-- start Exercise data --
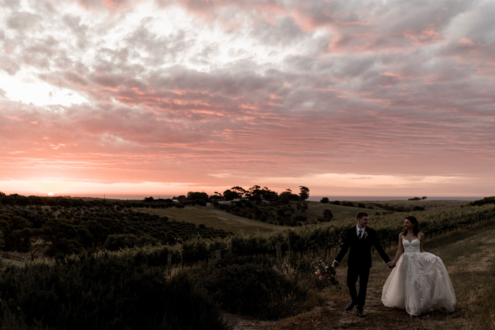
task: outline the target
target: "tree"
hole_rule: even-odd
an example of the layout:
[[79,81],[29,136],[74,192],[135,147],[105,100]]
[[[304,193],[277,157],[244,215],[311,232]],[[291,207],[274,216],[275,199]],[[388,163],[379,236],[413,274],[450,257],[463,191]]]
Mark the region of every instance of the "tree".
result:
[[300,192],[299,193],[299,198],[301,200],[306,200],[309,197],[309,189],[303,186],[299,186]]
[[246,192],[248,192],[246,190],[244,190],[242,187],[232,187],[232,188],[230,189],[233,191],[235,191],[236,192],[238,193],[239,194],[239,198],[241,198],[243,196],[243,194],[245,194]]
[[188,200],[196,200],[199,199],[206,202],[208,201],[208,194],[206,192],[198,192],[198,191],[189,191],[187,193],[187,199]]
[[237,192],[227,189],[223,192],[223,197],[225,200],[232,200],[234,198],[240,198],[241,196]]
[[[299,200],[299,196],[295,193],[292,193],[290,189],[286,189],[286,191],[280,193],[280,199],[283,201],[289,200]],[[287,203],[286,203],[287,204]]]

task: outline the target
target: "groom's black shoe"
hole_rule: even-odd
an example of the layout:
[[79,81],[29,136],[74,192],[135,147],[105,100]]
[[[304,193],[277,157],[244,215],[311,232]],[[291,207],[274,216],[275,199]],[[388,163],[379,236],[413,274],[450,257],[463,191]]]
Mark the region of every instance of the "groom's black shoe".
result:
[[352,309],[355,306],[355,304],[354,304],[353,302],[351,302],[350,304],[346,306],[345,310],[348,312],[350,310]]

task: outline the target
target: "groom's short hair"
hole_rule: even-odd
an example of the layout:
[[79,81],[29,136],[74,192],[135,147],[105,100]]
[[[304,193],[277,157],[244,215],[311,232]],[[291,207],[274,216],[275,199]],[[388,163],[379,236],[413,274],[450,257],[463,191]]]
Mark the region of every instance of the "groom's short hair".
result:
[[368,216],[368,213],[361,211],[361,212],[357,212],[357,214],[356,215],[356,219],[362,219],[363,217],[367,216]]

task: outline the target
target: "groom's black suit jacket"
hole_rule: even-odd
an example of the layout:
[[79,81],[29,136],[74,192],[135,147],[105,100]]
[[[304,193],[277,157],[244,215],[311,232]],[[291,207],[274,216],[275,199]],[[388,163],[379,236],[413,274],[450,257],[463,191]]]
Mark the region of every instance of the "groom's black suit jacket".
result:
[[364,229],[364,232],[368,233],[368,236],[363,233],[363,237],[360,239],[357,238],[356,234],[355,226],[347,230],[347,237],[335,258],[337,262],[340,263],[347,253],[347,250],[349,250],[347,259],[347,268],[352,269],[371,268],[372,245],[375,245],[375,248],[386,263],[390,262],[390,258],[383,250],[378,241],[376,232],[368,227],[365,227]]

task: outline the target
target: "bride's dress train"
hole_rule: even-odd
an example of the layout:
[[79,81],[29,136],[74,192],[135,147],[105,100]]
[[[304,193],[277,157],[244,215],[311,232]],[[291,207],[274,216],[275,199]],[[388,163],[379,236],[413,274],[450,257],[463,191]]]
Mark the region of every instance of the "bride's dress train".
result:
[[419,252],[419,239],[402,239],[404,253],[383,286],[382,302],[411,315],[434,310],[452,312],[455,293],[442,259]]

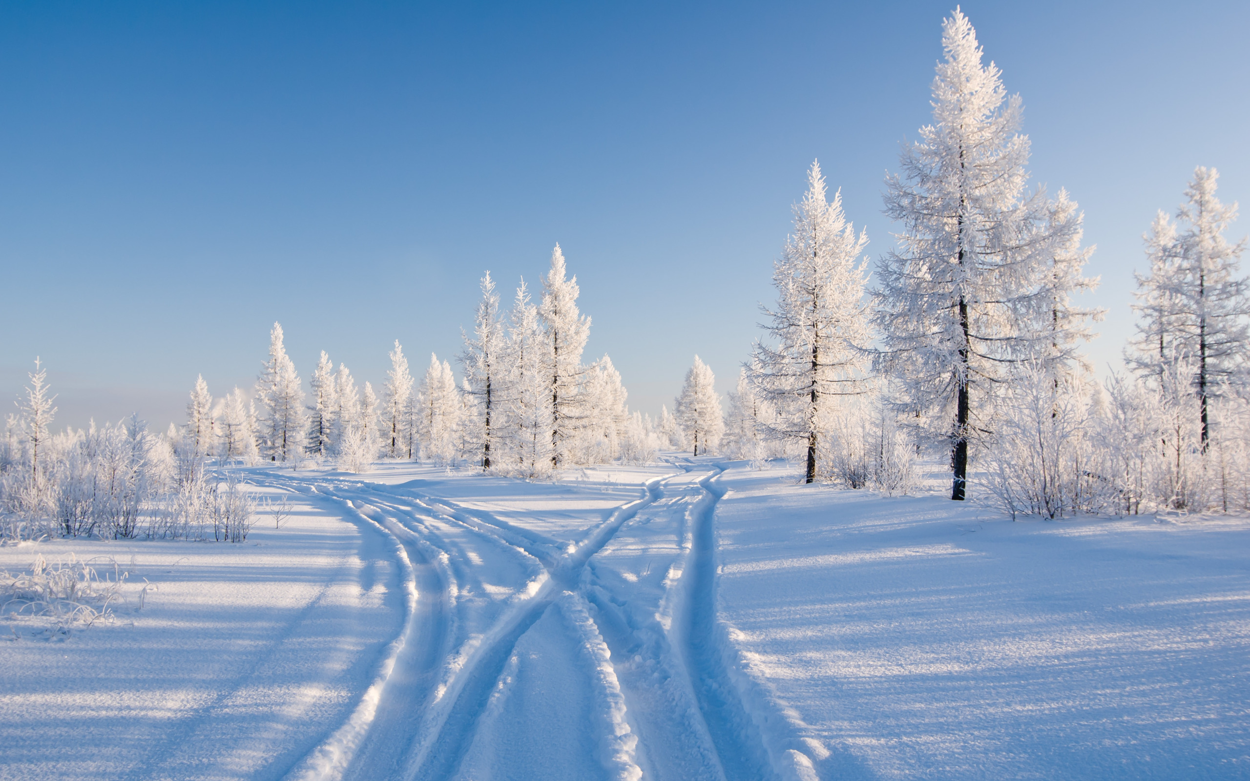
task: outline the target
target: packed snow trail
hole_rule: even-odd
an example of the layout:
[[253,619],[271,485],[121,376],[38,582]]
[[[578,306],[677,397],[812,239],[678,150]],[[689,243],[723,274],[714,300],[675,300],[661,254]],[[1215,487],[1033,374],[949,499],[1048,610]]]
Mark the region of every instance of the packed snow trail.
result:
-- end Exercise data --
-- start Exercise data --
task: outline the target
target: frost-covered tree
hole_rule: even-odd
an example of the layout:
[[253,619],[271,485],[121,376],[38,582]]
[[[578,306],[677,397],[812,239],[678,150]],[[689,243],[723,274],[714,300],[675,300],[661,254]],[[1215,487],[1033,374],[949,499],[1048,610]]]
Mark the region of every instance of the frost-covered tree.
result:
-- end Exercise data --
Aim of the task :: Gather every line of the records above that contains the word "instance" and copy each such line in full.

Reply ::
Mark the region of every instance of the "tree".
Mark the region of every instance of the "groom's black shoe".
Mark the region of every instance of the "groom's short hair".
Mark the region of every instance of the "groom's black suit jacket".
Mark the region of every instance of the "bride's dress train".
Mark the region of every instance of the packed snow trail.
Mark the region of every instance of the frost-covered tree.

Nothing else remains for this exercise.